● Questions to answer:
1. Copy the part of the article on the Faculty of Occupational Medicine that opens with the words containing "The Faculty is a" and closes with "disability assessment medicine.".
2. Answer these questions from the article on the Faculty of Occupational Medicine:
(a) In what year was the organisation established?
(b) How many times a year does the board of trustees meet?
(c) What is the faculty's official journal?
3. Decide whether each statement agrees with the article on the Faculty of Occupational Medicine, and support each yes or no with the deciding words from the article:
(a) The Faculty became an independent body in December 1992.
(b) All board meetings are held at the Faculty offices in London.
(c) The Faculty runs an accreditation scheme with the Royal College of Physicians.

● Text segment:

*** Block opens ***

The Faculty of Occupational Medicine (FOM) is the professional and educational body for occupational medicine in the United Kingdom. It seeks to ensure the highest standards in the practice of occupational medicine, overseeing the continuing professional development and revalidation of its members.

It is also focused on promoting and supporting health at work, with its mission statement being 'to drive improvement in the health of the working age population'. One way it achieves this goal is through partnerships with other medical bodies, such as the Safe, Effective, Quality Occupational Health Service accreditation scheme it runs with the Royal College of Physicians. The Faculty works closely with the UK Government advising on Occupational Medicine and improving workplace health.

The Faculty is a member of the Council for Work and Health and The Academy of Medical Royal Colleges.

== History ==
The organisation was established in 1978 as a faculty of the Royal College of Physicians, becoming an independent body with its own governance, membership and finances in December 1992. Originally focused exclusively on the professional development of occupational physicians, the Faculty has since expanded its portfolio of qualifications to include a diplomas aimed at benchmarking the standards of occupational health provision in fields as diverse as general practice, aviation medicine and disability assessment medicine.

==Activities==
The Faculty is primarily responsible for education and training of medical doctors who work in occupational medicine in the UK. It devises and oversees the implementation of the Specialist Curriculum in Occupational Medicine, and administers over postgraduate training within the NHS, armed forces and industry. It also runs the MFOM Part 1 and Part 2 examinations which assess Specialty Registrars throughout their training, successful completion of which leads, in most cases, to entry onto the General Medical Council's specialist register and the ability to use the postnominals MFOM. Election of Members of the Faculty to Fellowship (conferring the postnominals FFOM) is the Faculty's way of recognising those who have made a particularly significant contribution to the practice of occupational medicine, or contributed significantly to the work of the Faculty.

The faculty's official journal is Occupational and Environmental Medicine, a monthly peer-reviewed medical journal which covers research in occupational and environmental medicine. Alongside this the Faculty produces a wide number of publications and guidance papers, including the highly influential Ethics Guidance for Occupational Health Practice, Guidance on Alcohol and Drug Misuse in the Workplace and Fitness for Work: The Medical Aspects, which now in its 5th edition.

==Governance==
The Faculty is governed by a board of trustees which is responsible for the strategic direction of the organisation and for its governance. The board meets four times a year, and to reflect the geographical diversity of members two of these meetings are held at the Faculty offices in London, while the remainder take place in different locations across the UK.

The faculty is registered with the Charity Commission for England and Wales and the Office of the Scottish Charity Regulator (OSCR).

*** Block closes ***

Point-per-instance localization data:
*** Block opens ***

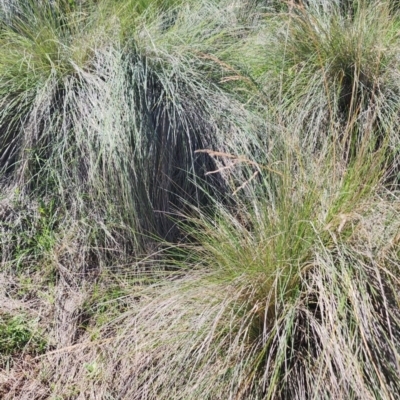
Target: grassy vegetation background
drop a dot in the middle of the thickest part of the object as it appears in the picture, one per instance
(199, 199)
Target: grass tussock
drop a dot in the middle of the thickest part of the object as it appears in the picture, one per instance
(199, 200)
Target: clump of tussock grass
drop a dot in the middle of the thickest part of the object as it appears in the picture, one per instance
(293, 295)
(108, 126)
(286, 285)
(331, 66)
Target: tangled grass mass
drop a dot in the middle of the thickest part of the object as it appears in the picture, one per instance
(199, 199)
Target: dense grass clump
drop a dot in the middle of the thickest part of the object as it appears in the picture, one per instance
(199, 200)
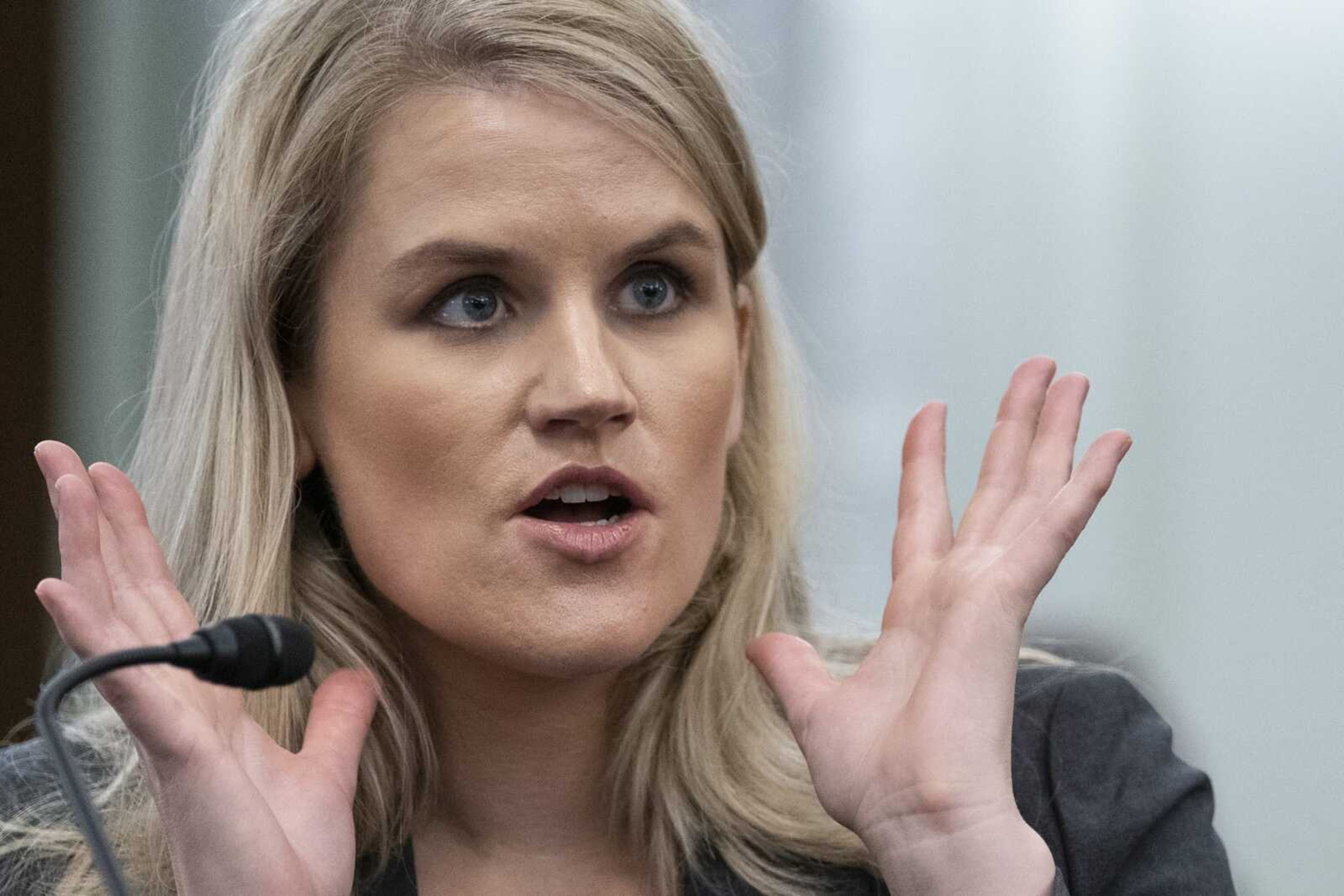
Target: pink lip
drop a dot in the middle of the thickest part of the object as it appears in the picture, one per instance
(573, 473)
(587, 543)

*** Block closes ***

● Response list:
1.
The Faculty is a member of the Council for Work and Health and The Academy of Medical Royal Colleges.

== History ==
The organisation was established in 1978 as a faculty of the Royal College of Physicians, becoming an independent body with its own governance, membership and finances in December 1992. Originally focused exclusively on the professional development of occupational physicians, the Faculty has since expanded its portfolio of qualifications to include a diplomas aimed at benchmarking the standards of occupational health provision in fields as diverse as general practice, aviation medicine and disability assessment medicine.

2.
(a) 1978
(b) Four times a year
(c) Occupational and Environmental Medicine

3.
(a) Yes: "becoming an independent body with its own governance, membership and finances in December 1992"
(b) No: "two of these meetings are held at the Faculty offices in London, while the remainder take place in different locations across the UK"
(c) Yes: "the Safe, Effective, Quality Occupational Health Service accreditation scheme it runs with the Royal College of Physicians"